> [Source]:
———

Space-A Flights: How to Fly Free (or Nearly Free) on Military Aircraft
My buddy Dave retired from the Air Force in 2019. Since then he’s flown to Hawaii four times, Germany twice, and Japan once. Total airfare cost: about $60 in airport food and cab rides.
He did it all on Space-A.
If you’ve heard of Space-A and written it off as too unpredictable — or only for retirees with nothing but time — I get it. That’s what most people think. Dave works a full-time job. He just learned how to play it.
Here’s what he’d tell you over a beer.
What Space-A actually is
Space-Available travel lets eligible military members and their families fly on Department of Defense aircraft when seats aren’t needed for the mission. Air Mobility Command manages most of these flights. You don’t pay for the seat. At most, a few dollars in terminal fees.
The catch: no guaranteed seat. You compete for open spots based on your priority category. Higher-priority passengers fill up the plane first; you wait for the next one.
That’s the “unreliable” reputation — and it’s not entirely wrong. But it’s manageable once you understand the system.

———

> [Exercises]:
a. According to the Space-A article, which command manages most Space-Available flights?
b. Please copy everything in the Space-A article from "He did it all" down to "the next one.", word for word.

———

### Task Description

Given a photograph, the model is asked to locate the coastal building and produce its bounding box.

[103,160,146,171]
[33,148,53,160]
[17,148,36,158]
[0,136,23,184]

———

> [Responses]:
a. Air Mobility Command.

b.
He did it all on Space-A.
If you’ve heard of Space-A and written it off as too unpredictable — or only for retirees with nothing but time — I get it. That’s what most people think. Dave works a full-time job. He just learned how to play it.
Here’s what he’d tell you over a beer.
What Space-A actually is
Space-Available travel lets eligible military members and their families fly on Department of Defense aircraft when seats aren’t needed for the mission. Air Mobility Command manages most of these flights. You don’t pay for the seat. At most, a few dollars in terminal fees.
The catch: no guaranteed seat. You compete for open spots based on your priority category. Higher-priority passengers fill up the plane first; you wait for the next one.